Estratto selezionato ->

○ ○ ○ ○

Insomma: sempre più persone, sul lavoro, stanno talmente male da lasciarlo. Come mai? Avanziamo quattro possibili ipotesi, lasciando al gentile lettore il compito di valutarle.
1) Il fenomeno riguarderebbe soprattutto le generazioni più giovani; spesso queste generazioni sono accusate di non voler sacrificarsi, fare fatica. In passato, ministri del governo italiano avevano accusato i giovani di essere «bamboccioni». Potrebbe essere, la fragilità delle ultime generazioni è un fatto più volte osservato; ma forse c'è dell'altro.
2) Una seconda possibile causa potrebbe essere la crisi del matrimonio e della natalità. Siamo una società nella quale ci si sposa sempre meno; e, ancora meno, ci si riproduce. È noto che, se dal proprio lavoro dipendono altri, si diventa molto più responsabili e difficilmente si lascia il posto di lavoro; se poi si hanno dei figli e si ha la preoccupazione di assicurargli un futuro, il lavoro diventa ancora più prezioso. Potrebbe essere anche questo; eppure, se penso alle numerose persone che ho incontrato in studio e hanno deciso di lasciare il lavoro (sì, il mio piccolo osservatorio privato conferma la Great Resignation) i conti non tornano. La maggior parte di loro era sposato e aveva famiglia. Quindi anche questa possibile causa non è sufficiente.

○ ○ ○ ○

Dati raccolti ->
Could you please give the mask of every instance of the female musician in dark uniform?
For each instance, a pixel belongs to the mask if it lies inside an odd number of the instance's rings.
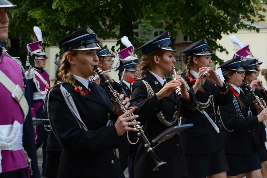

○ ○ ○ ○

Requisiti -> Nell'estratto selezionato, con quale termine alcuni ministri del governo italiano avevano definito i giovani in passato?

Compito svolto -> Li avevano definiti «bamboccioni».